▶ Task to complete
Set down exactly the lines that run from the line with "the child's face" to the end of the data, and nothing else.
## Begin Supplied material
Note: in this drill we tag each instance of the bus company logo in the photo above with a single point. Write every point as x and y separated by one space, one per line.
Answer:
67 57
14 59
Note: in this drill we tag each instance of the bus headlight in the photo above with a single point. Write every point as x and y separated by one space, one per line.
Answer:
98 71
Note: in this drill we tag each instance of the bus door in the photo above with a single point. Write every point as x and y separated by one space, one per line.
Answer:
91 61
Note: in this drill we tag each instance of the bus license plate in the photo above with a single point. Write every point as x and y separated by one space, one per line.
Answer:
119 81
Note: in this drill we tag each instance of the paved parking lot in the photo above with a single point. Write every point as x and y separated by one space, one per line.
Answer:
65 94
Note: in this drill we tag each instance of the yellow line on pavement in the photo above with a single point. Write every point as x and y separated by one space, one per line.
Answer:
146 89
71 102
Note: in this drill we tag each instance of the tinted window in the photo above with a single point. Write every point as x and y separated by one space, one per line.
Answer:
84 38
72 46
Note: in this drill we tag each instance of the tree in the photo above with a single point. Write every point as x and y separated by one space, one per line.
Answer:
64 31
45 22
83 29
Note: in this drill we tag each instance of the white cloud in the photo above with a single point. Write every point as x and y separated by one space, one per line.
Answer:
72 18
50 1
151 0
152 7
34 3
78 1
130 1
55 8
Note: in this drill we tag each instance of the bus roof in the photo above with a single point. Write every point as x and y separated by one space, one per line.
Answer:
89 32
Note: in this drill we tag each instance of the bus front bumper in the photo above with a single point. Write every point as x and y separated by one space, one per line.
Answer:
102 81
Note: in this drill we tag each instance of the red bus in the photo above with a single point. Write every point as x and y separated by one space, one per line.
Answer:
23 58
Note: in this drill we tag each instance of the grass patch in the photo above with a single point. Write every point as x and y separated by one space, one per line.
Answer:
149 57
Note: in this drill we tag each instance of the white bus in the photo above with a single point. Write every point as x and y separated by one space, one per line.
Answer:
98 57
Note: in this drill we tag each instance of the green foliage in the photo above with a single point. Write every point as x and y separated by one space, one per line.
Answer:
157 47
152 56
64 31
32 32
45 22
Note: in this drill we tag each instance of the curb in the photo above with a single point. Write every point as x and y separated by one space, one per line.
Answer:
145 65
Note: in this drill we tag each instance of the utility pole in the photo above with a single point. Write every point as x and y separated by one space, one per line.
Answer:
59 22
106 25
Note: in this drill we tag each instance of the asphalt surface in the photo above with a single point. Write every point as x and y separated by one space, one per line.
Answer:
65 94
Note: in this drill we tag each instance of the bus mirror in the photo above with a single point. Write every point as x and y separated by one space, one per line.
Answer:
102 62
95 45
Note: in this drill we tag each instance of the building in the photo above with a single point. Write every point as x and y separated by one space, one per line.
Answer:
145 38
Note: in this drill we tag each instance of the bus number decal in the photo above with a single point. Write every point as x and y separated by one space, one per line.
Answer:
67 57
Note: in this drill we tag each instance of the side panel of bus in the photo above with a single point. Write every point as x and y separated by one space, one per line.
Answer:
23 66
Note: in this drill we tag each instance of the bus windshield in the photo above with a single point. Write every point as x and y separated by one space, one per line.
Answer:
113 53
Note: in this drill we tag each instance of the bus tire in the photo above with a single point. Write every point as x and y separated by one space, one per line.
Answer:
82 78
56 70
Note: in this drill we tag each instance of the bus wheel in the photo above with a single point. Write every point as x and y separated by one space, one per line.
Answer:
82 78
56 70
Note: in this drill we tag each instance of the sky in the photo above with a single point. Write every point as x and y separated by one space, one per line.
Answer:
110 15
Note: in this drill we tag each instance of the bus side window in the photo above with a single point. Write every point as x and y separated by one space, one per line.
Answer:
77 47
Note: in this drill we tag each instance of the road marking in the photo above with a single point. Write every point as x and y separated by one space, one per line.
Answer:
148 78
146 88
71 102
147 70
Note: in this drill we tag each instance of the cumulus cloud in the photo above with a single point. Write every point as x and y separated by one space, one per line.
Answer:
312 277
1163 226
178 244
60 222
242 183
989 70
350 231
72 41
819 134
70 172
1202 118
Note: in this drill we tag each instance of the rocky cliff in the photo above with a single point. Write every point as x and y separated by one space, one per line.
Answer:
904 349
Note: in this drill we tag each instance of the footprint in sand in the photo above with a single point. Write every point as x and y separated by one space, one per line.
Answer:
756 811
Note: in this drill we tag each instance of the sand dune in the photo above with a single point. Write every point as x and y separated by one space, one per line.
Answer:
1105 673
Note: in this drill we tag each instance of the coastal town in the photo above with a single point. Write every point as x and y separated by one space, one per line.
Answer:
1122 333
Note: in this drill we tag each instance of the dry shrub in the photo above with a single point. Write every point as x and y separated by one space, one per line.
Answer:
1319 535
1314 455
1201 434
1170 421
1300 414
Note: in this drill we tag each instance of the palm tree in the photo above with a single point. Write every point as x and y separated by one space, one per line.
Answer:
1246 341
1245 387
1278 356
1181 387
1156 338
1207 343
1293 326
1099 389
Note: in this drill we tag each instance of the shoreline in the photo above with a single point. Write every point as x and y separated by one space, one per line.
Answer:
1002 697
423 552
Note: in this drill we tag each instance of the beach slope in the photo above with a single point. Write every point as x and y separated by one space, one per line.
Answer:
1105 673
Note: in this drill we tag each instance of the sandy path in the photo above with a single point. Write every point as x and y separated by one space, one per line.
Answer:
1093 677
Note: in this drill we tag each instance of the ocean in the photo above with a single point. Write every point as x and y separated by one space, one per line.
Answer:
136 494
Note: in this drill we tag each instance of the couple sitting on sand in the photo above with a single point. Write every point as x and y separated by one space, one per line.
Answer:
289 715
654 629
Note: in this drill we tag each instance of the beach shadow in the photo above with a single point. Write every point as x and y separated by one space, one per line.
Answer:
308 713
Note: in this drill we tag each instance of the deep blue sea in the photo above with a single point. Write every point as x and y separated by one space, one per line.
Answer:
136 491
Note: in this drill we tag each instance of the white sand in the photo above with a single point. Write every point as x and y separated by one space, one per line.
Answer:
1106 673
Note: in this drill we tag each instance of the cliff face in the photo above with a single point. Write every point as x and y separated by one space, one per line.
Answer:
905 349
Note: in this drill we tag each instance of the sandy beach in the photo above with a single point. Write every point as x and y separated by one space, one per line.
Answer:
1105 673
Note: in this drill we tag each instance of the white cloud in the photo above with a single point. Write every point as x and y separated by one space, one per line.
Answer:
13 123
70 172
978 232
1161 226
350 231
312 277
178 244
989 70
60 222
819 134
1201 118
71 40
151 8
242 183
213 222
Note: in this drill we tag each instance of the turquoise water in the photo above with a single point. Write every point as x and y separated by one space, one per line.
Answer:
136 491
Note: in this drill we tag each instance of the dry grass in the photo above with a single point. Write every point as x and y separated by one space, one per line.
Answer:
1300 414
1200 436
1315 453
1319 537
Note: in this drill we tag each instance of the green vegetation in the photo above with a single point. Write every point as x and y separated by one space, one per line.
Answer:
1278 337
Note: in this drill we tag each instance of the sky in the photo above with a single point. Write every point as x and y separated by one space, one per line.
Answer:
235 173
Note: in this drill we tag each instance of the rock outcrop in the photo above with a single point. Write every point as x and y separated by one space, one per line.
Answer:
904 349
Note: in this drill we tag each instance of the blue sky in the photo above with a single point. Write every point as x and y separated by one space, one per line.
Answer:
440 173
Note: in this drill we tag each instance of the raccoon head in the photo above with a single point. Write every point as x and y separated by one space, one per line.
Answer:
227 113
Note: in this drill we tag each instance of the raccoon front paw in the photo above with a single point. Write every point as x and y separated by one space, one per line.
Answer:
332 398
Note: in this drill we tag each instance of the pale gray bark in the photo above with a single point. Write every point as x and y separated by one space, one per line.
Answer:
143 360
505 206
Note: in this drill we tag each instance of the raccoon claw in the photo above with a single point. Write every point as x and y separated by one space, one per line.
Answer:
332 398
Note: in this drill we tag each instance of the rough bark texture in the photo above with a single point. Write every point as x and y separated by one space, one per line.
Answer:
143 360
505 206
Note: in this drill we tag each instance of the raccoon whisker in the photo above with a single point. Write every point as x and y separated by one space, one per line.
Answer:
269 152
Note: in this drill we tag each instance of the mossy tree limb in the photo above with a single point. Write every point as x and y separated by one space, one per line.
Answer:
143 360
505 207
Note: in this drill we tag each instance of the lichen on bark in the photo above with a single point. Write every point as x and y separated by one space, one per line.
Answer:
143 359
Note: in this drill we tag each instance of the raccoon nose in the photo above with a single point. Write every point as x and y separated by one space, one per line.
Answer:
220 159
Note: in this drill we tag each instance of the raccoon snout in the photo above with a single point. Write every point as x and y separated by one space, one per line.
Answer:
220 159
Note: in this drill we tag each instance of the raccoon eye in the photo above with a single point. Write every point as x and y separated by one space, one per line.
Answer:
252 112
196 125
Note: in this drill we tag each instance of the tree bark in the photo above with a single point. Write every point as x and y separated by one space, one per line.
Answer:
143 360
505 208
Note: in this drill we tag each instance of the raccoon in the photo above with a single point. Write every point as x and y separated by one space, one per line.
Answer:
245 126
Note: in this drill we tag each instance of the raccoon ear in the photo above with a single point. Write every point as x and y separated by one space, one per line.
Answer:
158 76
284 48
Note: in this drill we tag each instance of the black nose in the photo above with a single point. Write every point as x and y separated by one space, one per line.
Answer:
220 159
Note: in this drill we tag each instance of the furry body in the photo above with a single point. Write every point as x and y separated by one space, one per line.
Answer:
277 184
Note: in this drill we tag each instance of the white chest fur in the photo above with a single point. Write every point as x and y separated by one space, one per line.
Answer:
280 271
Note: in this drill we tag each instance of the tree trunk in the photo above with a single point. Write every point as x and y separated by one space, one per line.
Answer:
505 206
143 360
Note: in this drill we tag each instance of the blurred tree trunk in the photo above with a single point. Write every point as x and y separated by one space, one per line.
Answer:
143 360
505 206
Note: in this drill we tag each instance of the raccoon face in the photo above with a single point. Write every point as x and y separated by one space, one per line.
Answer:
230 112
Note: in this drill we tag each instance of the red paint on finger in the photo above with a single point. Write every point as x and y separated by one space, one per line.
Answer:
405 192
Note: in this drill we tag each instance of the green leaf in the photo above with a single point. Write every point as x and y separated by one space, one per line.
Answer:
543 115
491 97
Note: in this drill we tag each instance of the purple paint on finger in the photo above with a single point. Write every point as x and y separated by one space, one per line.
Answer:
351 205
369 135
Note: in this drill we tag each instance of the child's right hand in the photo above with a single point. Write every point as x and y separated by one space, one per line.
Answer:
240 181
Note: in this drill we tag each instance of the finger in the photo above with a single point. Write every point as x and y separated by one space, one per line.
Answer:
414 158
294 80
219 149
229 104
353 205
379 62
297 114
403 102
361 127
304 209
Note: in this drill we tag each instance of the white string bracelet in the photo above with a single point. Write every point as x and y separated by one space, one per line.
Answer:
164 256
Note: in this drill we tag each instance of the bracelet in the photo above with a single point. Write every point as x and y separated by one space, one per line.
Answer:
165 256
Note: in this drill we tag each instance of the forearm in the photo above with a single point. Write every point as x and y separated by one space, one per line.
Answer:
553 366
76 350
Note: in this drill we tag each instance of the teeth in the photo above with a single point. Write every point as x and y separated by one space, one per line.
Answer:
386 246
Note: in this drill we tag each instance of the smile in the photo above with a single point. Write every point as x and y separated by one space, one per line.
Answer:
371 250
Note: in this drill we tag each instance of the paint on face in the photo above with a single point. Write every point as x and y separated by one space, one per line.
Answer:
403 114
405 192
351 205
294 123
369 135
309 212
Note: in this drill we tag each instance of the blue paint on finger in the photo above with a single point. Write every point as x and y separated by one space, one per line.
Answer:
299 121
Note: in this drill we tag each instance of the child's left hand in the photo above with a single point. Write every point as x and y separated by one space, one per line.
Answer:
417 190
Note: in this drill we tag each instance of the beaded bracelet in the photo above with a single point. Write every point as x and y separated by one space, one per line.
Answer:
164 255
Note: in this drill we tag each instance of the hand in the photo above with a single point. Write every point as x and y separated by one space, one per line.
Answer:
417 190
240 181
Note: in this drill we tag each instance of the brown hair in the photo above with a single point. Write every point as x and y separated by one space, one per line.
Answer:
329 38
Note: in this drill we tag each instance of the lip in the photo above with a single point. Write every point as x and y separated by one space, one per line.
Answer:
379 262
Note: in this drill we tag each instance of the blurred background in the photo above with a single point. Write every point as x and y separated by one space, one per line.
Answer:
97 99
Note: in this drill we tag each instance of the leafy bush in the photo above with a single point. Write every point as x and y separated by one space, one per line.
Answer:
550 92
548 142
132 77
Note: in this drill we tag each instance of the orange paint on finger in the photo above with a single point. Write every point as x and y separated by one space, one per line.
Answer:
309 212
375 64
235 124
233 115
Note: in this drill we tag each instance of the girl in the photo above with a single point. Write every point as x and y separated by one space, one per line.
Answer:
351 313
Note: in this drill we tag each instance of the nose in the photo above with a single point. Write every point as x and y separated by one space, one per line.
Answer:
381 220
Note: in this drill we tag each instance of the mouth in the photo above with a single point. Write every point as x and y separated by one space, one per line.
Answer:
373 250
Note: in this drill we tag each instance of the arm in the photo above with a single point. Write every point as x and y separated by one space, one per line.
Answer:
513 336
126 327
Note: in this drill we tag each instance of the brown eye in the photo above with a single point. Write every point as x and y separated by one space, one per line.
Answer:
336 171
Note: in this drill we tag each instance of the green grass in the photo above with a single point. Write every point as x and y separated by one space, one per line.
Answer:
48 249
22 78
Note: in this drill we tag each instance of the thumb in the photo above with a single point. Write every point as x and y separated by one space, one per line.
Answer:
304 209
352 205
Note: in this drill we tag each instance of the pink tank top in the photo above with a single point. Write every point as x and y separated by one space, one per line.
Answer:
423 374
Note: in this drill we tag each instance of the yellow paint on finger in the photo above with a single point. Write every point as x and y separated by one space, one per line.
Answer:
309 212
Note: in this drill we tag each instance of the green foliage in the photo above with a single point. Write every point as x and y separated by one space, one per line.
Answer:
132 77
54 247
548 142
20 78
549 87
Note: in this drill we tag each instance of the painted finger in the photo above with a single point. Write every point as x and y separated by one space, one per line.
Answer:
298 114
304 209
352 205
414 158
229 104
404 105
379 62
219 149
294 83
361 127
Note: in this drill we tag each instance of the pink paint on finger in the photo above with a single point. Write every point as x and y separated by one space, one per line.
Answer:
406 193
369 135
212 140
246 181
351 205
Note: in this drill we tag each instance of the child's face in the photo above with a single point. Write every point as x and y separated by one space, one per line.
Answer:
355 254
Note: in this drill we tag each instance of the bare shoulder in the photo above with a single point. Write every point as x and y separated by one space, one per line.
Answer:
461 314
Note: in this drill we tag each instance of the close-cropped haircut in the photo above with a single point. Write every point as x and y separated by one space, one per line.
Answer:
## End Supplied material
▶ Solution for this task
Note: in this drill we tag each instance of the child's face in the photo above with a single point. Write every point as x and y separated by one space, one per line.
Answer:
355 254
Note: in this drill we tag each instance of the bare shoulder in the photo above with a single point. Write every point as x and y separated by one space, one per line.
Answer:
461 314
Note: in this drill we tag each instance of the close-cropped haircut in the photo above with a single point. Write every point as x and y separated by one space, one per line.
Answer:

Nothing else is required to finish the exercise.